## Your goal
Please reproduce the records below, substituting "image" for every "photo" and keeping everything else unchanged. Leave the pictures out of your answer.

Point labeling dataset excerpts:
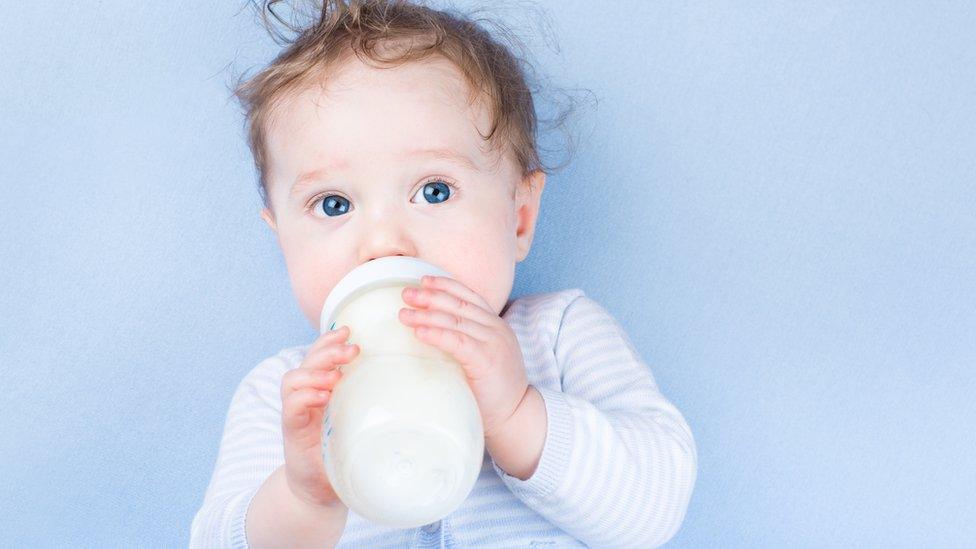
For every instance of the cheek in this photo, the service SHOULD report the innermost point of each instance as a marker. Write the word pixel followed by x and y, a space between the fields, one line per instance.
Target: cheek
pixel 312 277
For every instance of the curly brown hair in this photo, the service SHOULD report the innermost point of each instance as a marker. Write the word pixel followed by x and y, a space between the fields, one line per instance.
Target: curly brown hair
pixel 387 33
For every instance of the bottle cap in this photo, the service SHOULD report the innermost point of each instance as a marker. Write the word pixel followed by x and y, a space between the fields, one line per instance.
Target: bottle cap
pixel 382 271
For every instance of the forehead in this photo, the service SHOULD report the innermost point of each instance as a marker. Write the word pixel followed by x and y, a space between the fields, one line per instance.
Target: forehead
pixel 363 114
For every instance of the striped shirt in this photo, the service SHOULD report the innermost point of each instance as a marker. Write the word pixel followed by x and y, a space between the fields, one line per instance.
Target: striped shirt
pixel 617 468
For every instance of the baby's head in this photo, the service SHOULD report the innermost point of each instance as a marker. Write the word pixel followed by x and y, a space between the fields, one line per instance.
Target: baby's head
pixel 389 128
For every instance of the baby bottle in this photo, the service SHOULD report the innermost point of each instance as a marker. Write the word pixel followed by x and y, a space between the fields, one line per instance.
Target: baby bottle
pixel 403 441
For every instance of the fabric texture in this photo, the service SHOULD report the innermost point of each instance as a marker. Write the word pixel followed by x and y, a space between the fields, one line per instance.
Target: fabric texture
pixel 617 469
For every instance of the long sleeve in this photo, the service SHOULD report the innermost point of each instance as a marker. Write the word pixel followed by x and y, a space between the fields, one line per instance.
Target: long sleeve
pixel 251 448
pixel 619 462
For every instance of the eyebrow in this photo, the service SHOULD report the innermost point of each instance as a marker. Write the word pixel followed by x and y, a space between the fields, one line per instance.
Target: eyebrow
pixel 449 155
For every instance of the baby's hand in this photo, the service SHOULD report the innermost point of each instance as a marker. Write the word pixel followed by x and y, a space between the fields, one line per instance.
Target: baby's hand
pixel 305 391
pixel 455 319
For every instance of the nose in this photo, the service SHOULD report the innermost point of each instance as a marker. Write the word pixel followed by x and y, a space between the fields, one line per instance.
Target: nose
pixel 386 236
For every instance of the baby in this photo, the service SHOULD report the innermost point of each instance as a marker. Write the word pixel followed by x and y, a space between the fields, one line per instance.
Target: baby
pixel 389 128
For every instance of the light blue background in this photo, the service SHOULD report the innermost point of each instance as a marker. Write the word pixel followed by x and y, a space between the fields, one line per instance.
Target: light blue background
pixel 778 203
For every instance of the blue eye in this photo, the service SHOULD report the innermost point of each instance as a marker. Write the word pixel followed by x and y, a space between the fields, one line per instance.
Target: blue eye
pixel 436 191
pixel 334 205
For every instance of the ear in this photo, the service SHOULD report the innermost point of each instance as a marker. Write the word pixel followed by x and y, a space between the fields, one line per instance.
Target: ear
pixel 528 198
pixel 268 218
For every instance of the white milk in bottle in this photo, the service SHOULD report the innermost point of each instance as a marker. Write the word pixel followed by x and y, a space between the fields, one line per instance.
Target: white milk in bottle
pixel 403 441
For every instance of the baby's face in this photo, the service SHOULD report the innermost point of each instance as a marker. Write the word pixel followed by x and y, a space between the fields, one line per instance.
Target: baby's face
pixel 389 162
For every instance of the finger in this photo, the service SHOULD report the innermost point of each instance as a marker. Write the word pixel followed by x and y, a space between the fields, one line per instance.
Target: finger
pixel 457 288
pixel 302 378
pixel 457 344
pixel 330 357
pixel 426 298
pixel 332 336
pixel 441 319
pixel 295 412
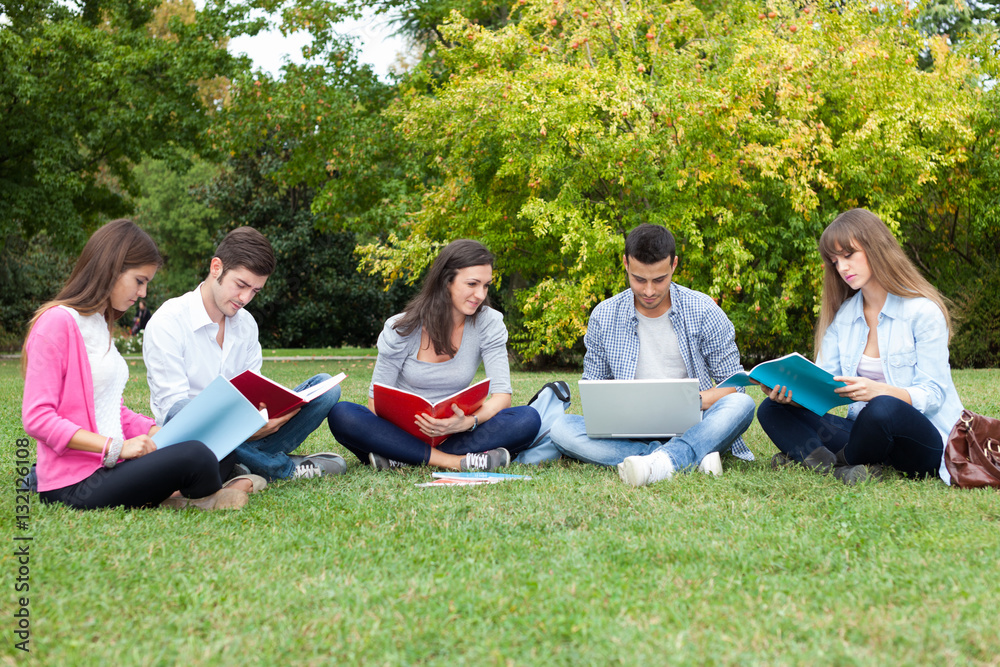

## Final result
For every instance of the cheek in this image, the service SHOULD report the innermost point of each instance as a marker. Write the word pixel followed by x and y, a space between the fields, one line per instance.
Target: cheek
pixel 312 277
For every instance of the curly brown hair in this image, the service SHOULD report the innermost point of each instance as a marker. Write the word pixel followed by x and y, a space between the fields, one line per instance.
Target: curly brown hair
pixel 387 33
For every instance of the bottle cap in this image, the service SHOULD report the innermost point of each instance as a marker. Write the word pixel followed by x and y, a space between the fields, one line per instance.
Target: bottle cap
pixel 382 271
For every instance of the forehead in this image, the service SHOULD report the innermost point of each instance as a marker. Write the word pixel followed by x and y, a space between the fields, one line per instance.
Target: forehead
pixel 363 114
For every instance of the striped shirt in this image, the service SHOULD report the innermost point of each instance as a marker. Write the word pixel followed by x and y, a space between the fields, one line per instance.
Target: striped shirt
pixel 617 468
For every instance of the baby's head in this image, the service SHOULD report the innermost point of each instance as a marker. Write the word pixel followed by x and y, a space between the fields, one line per instance.
Target: baby's head
pixel 389 128
For every instance of the baby bottle in this image, the service SHOULD report the innermost point of each instance as a marker. Write the word pixel followed by x and y, a space between the fields, one line per instance.
Target: baby bottle
pixel 403 441
For every instance of the fabric texture in this image, the service SHOULD report the innermost point of each instance as a marker. Write the word pixel followed by x and y, a space between the fields, one line per instance.
Target: fabric texture
pixel 617 469
For every instance of the long sleeve in this image, the service SHOULD report the innermost point of each instance as a marker. Write the word pixel followed by x and y, a space between the fields, one line per instance.
Target: long sleeve
pixel 251 448
pixel 619 462
For every instance of the eyebrow in this image, the service SHOULD report the innermost point of each instance as a marker. Write the word pixel followed by x and y, a space between the fields, one line per instance.
Target: eyebrow
pixel 449 155
For every instance of the baby's hand in this image, the service SHOULD report the innermost point of each instance as a marker. Write the word pixel followed by x and y, a space between the fields, one line per instance.
Target: baby's hand
pixel 305 391
pixel 455 319
For every instance of the nose in this image, the service SHOULD report the innermost point of each instance as a marker. Write the word pixel followed by x and y, a space between the fields, one line per instance.
Target: nose
pixel 386 236
For every instance of the baby in this image, the service SHOULD report the innermost point of each instance as a marker. Write the word pixel followed by x and y, a space between the fields, one line per instance.
Target: baby
pixel 389 128
For every instance of the light blue background in this image, the service SHOULD report the innermost point of each instance as a marker. Write the word pixel followed by x and y, a space between the fields, one line per instance.
Target: light blue background
pixel 778 203
For every instance of the blue eye in this image, the service SHOULD report the innermost point of each instance as a marker. Write the word pixel followed by x and y, a space between the fields, one line per instance.
Target: blue eye
pixel 436 191
pixel 334 205
For every instance of the ear in this image, the service SHOULD report the innermost point of each instance as a marker. Write the word pixel followed by x and y, a space between the fields, one line per instance.
Target: ear
pixel 528 198
pixel 268 218
For every instance of the white milk in bottle in this image, the service SHOULD report the innermost point of each instance as a marker. Write the word pixel followed by x and y, a space between the fields, one line per instance.
Target: white milk in bottle
pixel 403 441
For every instance of the baby's face in this image, the service SHOULD report the innermost point of each instance as a marker. Write the word pixel followed by x and y, a space between the fields, one line per instance.
Target: baby's face
pixel 389 162
For every instance of the finger in this image, the service SHOULD report the innermost point of each instance as a marker. Write the word pixel followed by x and y, a space between the fields, one line per instance.
Target: finger
pixel 457 288
pixel 302 378
pixel 457 344
pixel 330 357
pixel 426 298
pixel 332 336
pixel 441 319
pixel 295 412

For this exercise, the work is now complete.